TEXT SECTION Block Start

For months, the team — which has recently grown through management-level employees volunteering to assist students, parents and families — has proactively emailed, called and sent text messages to students. These contacts occurred to connect students with emergency funds, tutoring support, computer equipment and other needs. 

"I am inspired by the members of our community that have found innovative solutions to maintain the SDSU experience in the virtual space,” said Jessi Moore, a SDSU Connects coordinator in the Division of Student Affairs and Campus Diversity.

“Many students I have spoken with through this program have been extremely grateful to hear from a university representative and have their questions answered, especially while they are balancing new challenges during this time,” Moore said. 

The team is also calling students who are isolating or in quarantine due to COVID-19 exposure. These calls and texts occur daily, and multiple times a day. Team members are making sure students are getting their meal deliveries and have needed supplies, including cleaning supplies. Others are providing information to parents and families so they also remain well informed about how the university is addressing COVID-19 cases and mitigating both risk and exposure for others. 

"I've been a member of the SDSU community in one way or another for more than 25 years," said Emilio Ulloa, associate dean of students and campus climate and a psychology professor. "I volunteer because I personally owe a lot to this institution, and I care about my SDSU community, the students, the faculty, the staff, our alumni and our surrounding community."

This work is grounded in higher education research, indicating that when students — especially those from diverse communities or from more modest financial backgrounds — are well-connected and well-supported, they can be the most successful, Timm said. 

Brianna Smith, a senior majoring in psychology, served with the team during the summer. 

“The transition to online classes and moving back home was something very new and different for many students,” Smith said. “Because of this, I think that this program was a great way to keep students connected to SDSU by reaching out to them and helping them with any questions or difficulties they had.” 

The apparent need to expand high-touch points during the pandemic led to the launch of SDS2U, co-curricular program in response to a need to more closely involve students in community-building. 

Timm launched SDS2U with Associated Students President Christian Holt, Assistant Vice President for Community and Belonging Jessica Nare, Student Life and Leadership Director Caryl Montero-Adams, and others. The program has become especially important given the primary virtual model SDSU, like other colleges and universities, had to adopt during the pandemic. 

SDS2U has and continues to also offer learning and academic support, including organized virtual events, programs and student organization events. Some include Aztec Nights and One SDSU Community, and others involve leadership opportunities, workshops and peer mentoring.

TEXT SECTION Block End

**SET OF TASKS**
1. According to the SDSU student outreach text, what led to the launch of SDS2U?
2. Extract the passage of the SDSU student outreach text between "The team is" and "exposure for others.", inclusive.
3. Turn the paragraph of the SDSU student outreach text that begins "The team is also calling students" into a short list that keeps its main facts.

EXTRACTED MATERIAL Block Start

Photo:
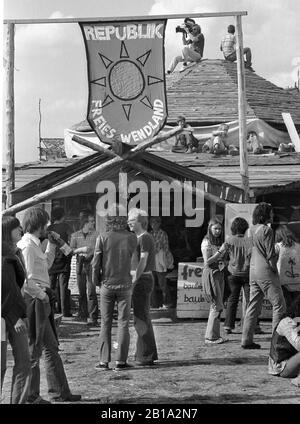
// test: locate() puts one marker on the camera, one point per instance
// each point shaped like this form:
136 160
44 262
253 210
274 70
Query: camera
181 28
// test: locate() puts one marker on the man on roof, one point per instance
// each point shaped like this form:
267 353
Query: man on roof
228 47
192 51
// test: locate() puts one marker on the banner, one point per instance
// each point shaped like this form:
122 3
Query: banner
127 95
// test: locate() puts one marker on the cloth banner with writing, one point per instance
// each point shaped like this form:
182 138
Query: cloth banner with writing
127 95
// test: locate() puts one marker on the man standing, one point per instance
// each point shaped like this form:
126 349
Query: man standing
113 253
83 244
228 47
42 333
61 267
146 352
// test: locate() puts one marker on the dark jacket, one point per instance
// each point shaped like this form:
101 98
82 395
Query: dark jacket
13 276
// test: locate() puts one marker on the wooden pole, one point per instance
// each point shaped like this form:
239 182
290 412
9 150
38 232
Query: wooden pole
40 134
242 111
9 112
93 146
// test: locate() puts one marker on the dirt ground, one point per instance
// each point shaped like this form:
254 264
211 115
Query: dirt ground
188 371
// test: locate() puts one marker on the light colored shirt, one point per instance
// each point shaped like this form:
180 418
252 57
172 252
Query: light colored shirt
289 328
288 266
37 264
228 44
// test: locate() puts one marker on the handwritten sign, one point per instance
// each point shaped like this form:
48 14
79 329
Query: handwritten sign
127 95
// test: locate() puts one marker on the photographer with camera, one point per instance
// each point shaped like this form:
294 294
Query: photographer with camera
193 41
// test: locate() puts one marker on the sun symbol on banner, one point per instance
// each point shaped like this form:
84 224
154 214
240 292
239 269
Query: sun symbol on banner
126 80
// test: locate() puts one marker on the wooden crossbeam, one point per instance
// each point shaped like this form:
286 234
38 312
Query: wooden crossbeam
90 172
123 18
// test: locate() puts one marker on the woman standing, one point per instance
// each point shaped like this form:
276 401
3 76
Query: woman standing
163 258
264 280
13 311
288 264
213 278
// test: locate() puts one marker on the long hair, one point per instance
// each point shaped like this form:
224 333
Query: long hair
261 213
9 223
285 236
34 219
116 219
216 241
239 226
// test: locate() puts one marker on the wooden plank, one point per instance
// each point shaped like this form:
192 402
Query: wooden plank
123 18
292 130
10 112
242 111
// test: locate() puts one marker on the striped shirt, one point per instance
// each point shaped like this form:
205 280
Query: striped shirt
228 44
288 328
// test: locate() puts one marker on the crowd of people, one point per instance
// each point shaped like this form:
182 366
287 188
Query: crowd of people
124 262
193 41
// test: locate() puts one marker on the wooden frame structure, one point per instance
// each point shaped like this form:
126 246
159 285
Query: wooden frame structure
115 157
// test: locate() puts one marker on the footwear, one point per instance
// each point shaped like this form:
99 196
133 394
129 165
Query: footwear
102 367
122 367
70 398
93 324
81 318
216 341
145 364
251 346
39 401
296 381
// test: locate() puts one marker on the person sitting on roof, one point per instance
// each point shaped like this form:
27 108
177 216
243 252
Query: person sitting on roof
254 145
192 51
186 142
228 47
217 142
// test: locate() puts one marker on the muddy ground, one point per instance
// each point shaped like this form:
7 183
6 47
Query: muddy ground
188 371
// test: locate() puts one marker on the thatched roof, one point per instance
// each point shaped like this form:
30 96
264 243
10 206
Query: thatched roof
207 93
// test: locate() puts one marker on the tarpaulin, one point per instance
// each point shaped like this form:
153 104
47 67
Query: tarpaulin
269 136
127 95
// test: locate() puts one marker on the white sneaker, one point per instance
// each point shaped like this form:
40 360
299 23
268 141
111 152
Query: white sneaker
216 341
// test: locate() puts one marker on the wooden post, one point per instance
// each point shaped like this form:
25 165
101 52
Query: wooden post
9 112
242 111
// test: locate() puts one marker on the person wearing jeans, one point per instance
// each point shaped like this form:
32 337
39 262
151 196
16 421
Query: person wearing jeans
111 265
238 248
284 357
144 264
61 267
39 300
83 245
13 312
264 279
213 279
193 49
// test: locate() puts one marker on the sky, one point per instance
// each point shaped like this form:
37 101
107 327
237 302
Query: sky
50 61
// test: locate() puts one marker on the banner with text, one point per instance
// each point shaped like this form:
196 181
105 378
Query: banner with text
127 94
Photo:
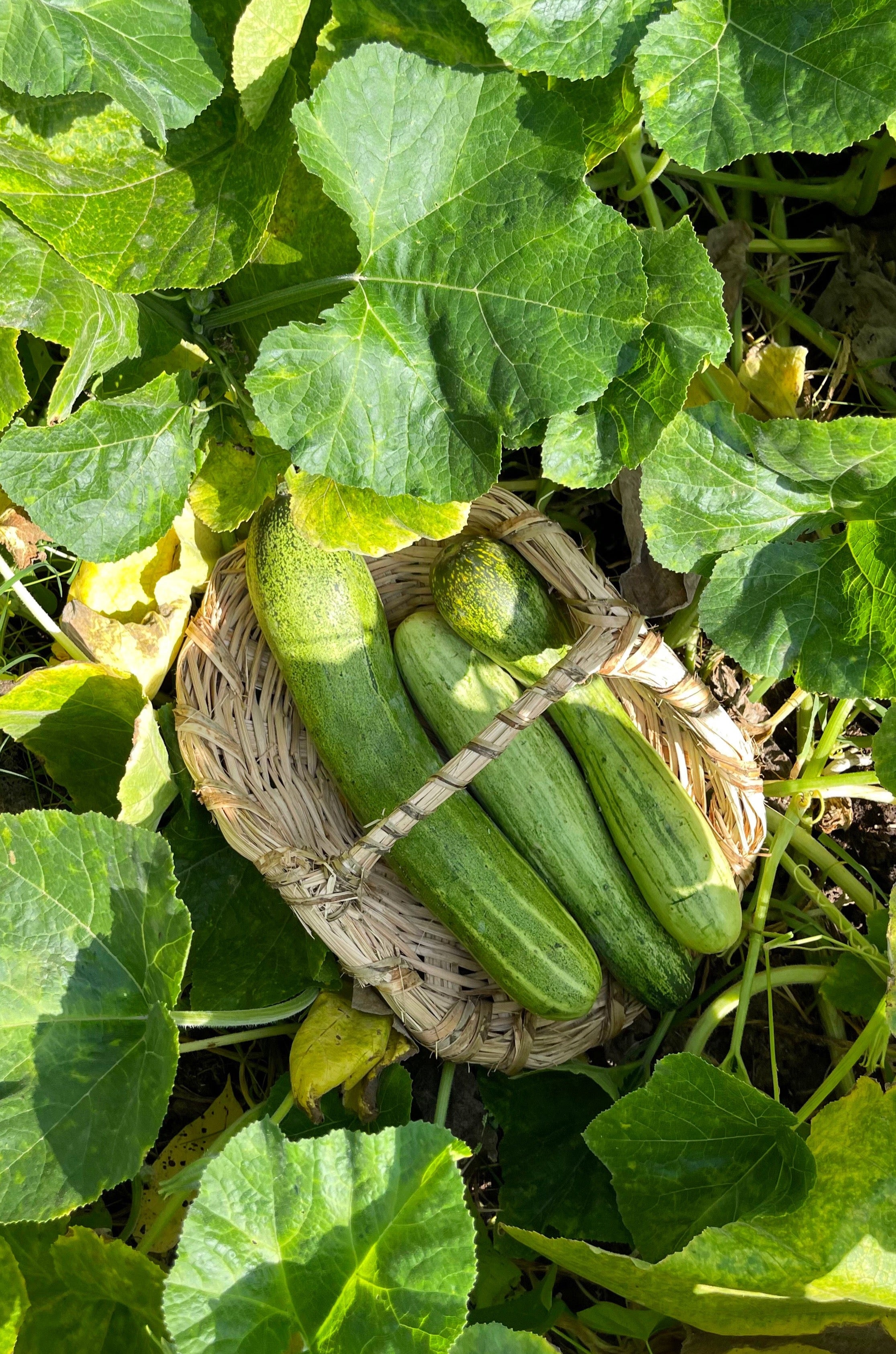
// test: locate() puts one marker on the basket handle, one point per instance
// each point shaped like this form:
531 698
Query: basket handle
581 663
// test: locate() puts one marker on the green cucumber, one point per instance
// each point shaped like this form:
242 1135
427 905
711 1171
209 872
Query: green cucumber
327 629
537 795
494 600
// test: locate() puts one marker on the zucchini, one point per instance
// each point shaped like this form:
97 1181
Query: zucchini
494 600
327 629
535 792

EXTRACTED MATERIAL Block End
EXTRACTED MATERIAL Block Start

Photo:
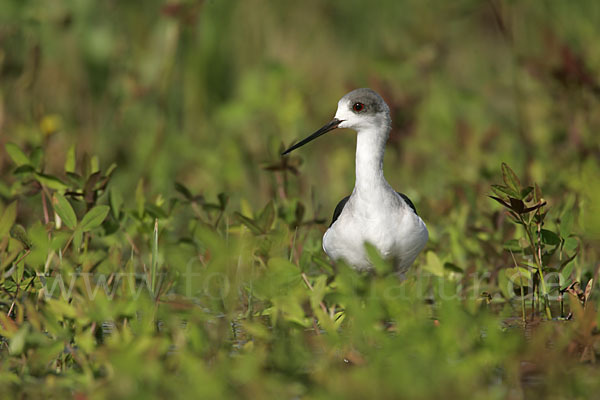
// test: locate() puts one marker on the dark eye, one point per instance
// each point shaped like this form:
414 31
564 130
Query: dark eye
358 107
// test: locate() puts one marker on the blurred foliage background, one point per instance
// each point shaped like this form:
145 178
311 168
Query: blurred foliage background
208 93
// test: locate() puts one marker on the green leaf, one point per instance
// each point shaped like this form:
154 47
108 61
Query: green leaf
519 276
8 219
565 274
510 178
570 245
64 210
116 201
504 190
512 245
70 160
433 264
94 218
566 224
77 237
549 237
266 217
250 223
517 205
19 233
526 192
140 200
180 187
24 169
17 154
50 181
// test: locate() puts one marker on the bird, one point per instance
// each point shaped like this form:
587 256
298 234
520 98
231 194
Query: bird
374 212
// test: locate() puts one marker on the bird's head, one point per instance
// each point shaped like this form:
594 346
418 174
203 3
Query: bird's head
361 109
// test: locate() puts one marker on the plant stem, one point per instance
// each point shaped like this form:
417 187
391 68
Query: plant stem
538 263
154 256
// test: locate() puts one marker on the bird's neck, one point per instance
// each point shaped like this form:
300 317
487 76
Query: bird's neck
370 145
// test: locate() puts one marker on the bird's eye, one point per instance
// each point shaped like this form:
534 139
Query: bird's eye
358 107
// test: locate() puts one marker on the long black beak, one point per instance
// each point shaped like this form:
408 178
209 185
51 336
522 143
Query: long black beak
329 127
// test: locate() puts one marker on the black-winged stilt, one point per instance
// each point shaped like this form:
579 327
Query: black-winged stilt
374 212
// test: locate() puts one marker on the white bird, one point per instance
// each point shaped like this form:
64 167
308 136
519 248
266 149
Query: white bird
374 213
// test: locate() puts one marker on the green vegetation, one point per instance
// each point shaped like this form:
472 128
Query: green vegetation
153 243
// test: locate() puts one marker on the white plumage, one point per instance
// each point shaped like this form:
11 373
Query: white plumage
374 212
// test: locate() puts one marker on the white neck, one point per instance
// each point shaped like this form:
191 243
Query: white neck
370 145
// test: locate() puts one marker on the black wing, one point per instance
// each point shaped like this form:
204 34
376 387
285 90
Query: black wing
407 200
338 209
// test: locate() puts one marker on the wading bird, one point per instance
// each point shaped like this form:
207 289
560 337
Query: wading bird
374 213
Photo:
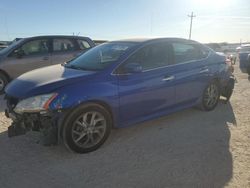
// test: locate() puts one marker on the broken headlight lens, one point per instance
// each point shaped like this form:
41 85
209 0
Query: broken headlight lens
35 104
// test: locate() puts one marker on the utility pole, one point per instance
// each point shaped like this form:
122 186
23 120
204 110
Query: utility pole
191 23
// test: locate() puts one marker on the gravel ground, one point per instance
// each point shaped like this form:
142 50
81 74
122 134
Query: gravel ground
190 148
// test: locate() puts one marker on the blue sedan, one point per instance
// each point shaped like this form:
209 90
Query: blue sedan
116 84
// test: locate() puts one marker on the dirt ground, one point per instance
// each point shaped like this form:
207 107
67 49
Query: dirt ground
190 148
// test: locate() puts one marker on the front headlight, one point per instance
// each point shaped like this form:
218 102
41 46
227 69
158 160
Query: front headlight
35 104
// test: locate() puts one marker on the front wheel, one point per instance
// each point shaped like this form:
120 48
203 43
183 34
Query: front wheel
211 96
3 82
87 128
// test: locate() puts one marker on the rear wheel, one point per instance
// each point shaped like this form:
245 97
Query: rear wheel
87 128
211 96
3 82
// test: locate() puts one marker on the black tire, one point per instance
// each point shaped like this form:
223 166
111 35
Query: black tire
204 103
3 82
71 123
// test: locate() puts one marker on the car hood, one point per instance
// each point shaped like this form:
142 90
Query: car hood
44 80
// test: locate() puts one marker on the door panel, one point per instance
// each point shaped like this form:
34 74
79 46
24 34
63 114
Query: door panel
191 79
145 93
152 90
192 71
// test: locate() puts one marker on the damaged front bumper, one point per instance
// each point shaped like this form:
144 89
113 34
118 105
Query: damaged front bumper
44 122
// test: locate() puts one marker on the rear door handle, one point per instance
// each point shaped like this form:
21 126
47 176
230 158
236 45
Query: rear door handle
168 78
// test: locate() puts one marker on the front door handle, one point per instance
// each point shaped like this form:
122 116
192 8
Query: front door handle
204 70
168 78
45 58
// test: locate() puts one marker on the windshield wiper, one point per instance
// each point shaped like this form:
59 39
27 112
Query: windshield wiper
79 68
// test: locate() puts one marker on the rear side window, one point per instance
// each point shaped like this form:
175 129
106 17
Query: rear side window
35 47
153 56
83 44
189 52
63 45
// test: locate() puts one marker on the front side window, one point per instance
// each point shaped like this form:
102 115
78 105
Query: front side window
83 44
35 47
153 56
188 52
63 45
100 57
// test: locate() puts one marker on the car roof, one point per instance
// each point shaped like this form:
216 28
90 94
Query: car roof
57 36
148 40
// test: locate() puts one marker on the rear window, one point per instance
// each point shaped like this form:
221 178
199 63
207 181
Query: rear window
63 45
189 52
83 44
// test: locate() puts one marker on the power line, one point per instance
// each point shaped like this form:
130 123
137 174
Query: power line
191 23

EXTRACTED MATERIAL Block End

**RESPONSES**
1. The need to expand high-touch points during the pandemic led to the launch of SDS2U. It was created in response to a need to involve students more closely in community-building.

2.
The team is also calling students who are isolating or in quarantine due to COVID-19 exposure. These calls and texts occur daily, and multiple times a day. Team members are making sure students are getting their meal deliveries and have needed supplies, including cleaning supplies. Others are providing information to parents and families so they also remain well informed about how the university is addressing COVID-19 cases and mitigating both risk and exposure for others.

3.
- The team calls students who are isolating or in quarantine because of COVID-19 exposure.
- Calls and texts go out daily, often several times a day.
- Team members check that students are receiving meal deliveries and needed supplies, including cleaning supplies.
- Others keep parents and families informed about how the university is handling COVID-19 cases and reducing risk and exposure for others.